Problem to work on :: Can you carry on the news report about the Los Angeles charter school teacher and the Palestine lesson, beginning right after its final sentence?

start Passage provided

LA Charter School Network Says Teacher Who Taught Students “Genocide of Palestine” Is “Not Returning” to Valley Charter School

Schuldenfrei told the Journal in an interview after the press conference that the community feels “violated” and “betrayed” by what happened at CWC East Valley.
November 14, 2023
Melissa Kaplan

The head of a Los Angeles charter school network announced in a Friday press conference that a teacher who taught students about the “genocide of Palestine” is not returning to the school.

The controversy, as Jewish Telegraphic Agency (JTA) reported, involves a couple of first-grade teachers at the Citizens of the World-East Valley charter school, which is housed at the conservative Adat Ari-El synagogue in Valley Village. One teacher reportedly posted on social media, “I did a lesson on the genocide in Palestine today w my first graders who give me hell 90% of every day but were really into this convo and series of activities. I started by telling them that we weren’t gonna do math at the usual time [because] sometimes there are big things in the world that need our attention and we need to interrupt our usual routines to make space to learn and talk about what’s happening.” The teacher added that the students began brainstorming solutions and said their favorite was a student who suggested, “What if they just give the land back to Palestine and find somewhere else to live?” The teacher put a heart emoji next to it. Additionally, the teacher reportedly posted a photo of the Israeli flags adorning Adat Ari El’s campus with a vomit emoji.

end Passage provided
start Recorded data

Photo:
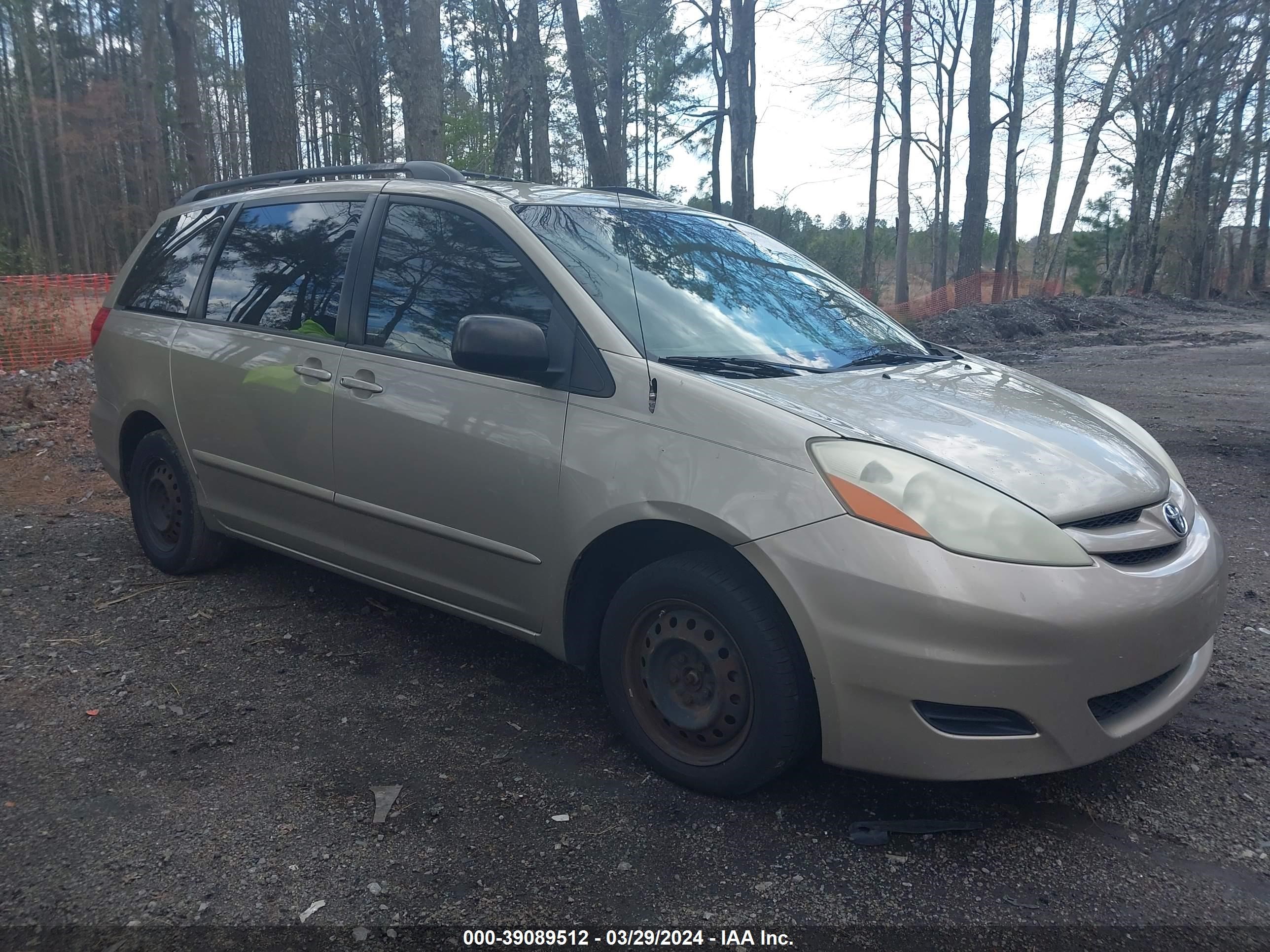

end Recorded data

Reply ::
Speaking at a press conference in front of Adat Ari El on Friday, Citizens of the World Charter Schools (CWC), Los Angeles Executive Director Melissa Kaplan said, “This week, I was made aware of concerns about two teachers who recently taught a lesson with first graders related to the war in Israel and Gaza. We were also made aware that there were social media posts on those teachers’ personal accounts that raised significant concerns, fear, anger and harm for many in the Adat and CWC community.” She was also informed that CWC East Valley Principal Hye-Won Gehring asked an “inappropriate and insensitive” query to Senior Rabbi Brian Schuldenfrei about the Israeli flags on Adat Ari El’s campus.

“On behalf of Citizens of the World and our entire staff, I deeply apologize for these missteps that have created fear, anger and harm,” Kaplan said, denouncing the teachers’ social media posts that used “false and harmful language to describe a heartbreaking conflict” as well as the “disturbing suggestion that Jews should leave the region.”

Kaplan explained that the CWC immediately placed the two teachers on leave and had third-party investigator look into the matter. While she couldn’t reveal the results of the investigation, the CWC Los Angeles “decided that the teachers who posted the social media content will not be returning to CWC East Valley.” Gehring will also be on leave for two weeks to receive sensitivity training and learn “how to combat antisemitism,” Kaplan said. “I am relying on the findings of the investigation to determine additional consequences for the full conduct described above.”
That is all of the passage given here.